Page extract START
This study identified a significant association between ePWV, a measure of arteriosclerosis, and an elevated risk of self-reported osteoporosis in a cohort of postmenopausal women. Each one-unit increase in ePWV corresponded to a 3% rise in osteoporosis risk, with no significant nonlinear associations observed. These findings align with previous studies that have demonstrated a negative correlation between arteriosclerosis and bone density ^[14,15]. Therefore, clinical assessments for cardiovascular risk in postmenopausal women with arteriosclerosis should also prioritise monitoring bone health.

Both osteoporosis and arteriosclerosis deteriorate with age and share common underlying pathophysiological mechanisms ^[16,17]. In osteoporosis, shared pathways involving inflammation, oxidative stress, and mineralisation regulators between bone metabolism and vascular calcification contribute to increased arterial stiffness ^[18–20]. Chronic inflammation and oxidative stress intensify progressively with age. Additionally, systemic pathological conditions, such as hormonal and metabolic disorders, might connect vascular structural changes with alterations in bone metabolism, suggesting the existence of a common “bone-vascular axis.”
Page extract END
Input data START
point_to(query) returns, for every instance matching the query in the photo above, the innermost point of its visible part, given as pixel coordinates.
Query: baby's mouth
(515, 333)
Input data END
Your assignment | Give what follows in the passage on arterial stiffness and osteoporosis risk, picking up after its final sentence. The listing has no connection to the passage on arterial stiffness and osteoporosis risk.

Output of the exercise |
Previous studies indicate that elevated oxidative stress represents another crucial mechanism underpinning damage to the “bone-vascular axis,” creating a vicious cycle through interactions with chronic inflammation in a causal feedback loop ^[21,22]. Oxidative stress describes a physiological state wherein the body’s production of pro-oxidant substances, primarily reactive oxygen species (ROS), exceeds the scavenging capacity of antioxidant defence systems, resulting in damage to cellular and molecular structures ^[23]. The pathological basis underlying elevated ePWV in this study involves structural vascular wall alterations caused by prolonged oxidative stress exposure ^[24]. Therefore, ePWV can be regarded as a functional reflection of cumulative oxidative vascular damage.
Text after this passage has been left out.